# ENTRIES SHOWN:

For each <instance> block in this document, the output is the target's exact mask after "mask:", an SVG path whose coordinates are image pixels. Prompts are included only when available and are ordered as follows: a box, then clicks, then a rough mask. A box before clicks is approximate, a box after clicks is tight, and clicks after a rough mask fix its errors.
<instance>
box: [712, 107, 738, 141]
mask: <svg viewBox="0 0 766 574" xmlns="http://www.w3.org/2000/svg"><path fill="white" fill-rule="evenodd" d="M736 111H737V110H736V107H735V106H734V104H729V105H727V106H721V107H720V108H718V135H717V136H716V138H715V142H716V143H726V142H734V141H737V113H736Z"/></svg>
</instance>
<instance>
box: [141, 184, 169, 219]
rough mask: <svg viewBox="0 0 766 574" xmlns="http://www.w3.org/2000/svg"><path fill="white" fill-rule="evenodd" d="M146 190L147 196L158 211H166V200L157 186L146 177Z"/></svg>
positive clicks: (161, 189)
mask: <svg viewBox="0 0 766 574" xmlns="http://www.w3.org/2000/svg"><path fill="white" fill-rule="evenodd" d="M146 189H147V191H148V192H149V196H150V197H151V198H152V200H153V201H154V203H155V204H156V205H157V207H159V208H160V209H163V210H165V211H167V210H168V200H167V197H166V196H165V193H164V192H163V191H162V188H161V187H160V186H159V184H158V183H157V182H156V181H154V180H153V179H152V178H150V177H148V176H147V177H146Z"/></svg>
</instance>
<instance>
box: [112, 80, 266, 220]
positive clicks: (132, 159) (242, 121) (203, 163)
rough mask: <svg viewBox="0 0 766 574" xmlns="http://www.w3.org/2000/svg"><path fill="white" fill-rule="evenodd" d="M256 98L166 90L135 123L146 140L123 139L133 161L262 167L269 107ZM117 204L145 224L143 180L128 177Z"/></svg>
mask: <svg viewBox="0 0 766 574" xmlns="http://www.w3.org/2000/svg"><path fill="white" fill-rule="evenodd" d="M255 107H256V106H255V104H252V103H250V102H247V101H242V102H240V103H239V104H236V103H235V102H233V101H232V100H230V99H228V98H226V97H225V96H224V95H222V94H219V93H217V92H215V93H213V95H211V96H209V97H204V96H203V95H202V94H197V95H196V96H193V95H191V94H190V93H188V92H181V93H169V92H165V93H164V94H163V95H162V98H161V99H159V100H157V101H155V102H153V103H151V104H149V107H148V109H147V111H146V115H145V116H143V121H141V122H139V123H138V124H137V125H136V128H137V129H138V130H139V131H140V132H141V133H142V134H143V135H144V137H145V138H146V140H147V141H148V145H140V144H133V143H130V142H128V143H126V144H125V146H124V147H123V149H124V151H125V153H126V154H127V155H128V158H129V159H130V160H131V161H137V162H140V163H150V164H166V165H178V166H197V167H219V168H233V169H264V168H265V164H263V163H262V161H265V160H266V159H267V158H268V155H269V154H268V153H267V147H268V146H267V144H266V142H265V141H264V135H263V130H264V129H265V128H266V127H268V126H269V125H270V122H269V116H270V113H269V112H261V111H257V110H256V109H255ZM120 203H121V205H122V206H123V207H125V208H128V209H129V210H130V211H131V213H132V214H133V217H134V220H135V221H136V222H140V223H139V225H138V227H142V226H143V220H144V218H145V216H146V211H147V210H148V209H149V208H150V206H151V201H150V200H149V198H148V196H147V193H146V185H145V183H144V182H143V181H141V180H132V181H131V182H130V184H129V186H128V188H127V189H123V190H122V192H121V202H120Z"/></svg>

# EXERCISE:
Pull out each line of the material above that contains the word "positive".

# ANSWER TO THE EXERCISE:
positive clicks: (161, 189)
positive clicks: (132, 159) (242, 121) (203, 163)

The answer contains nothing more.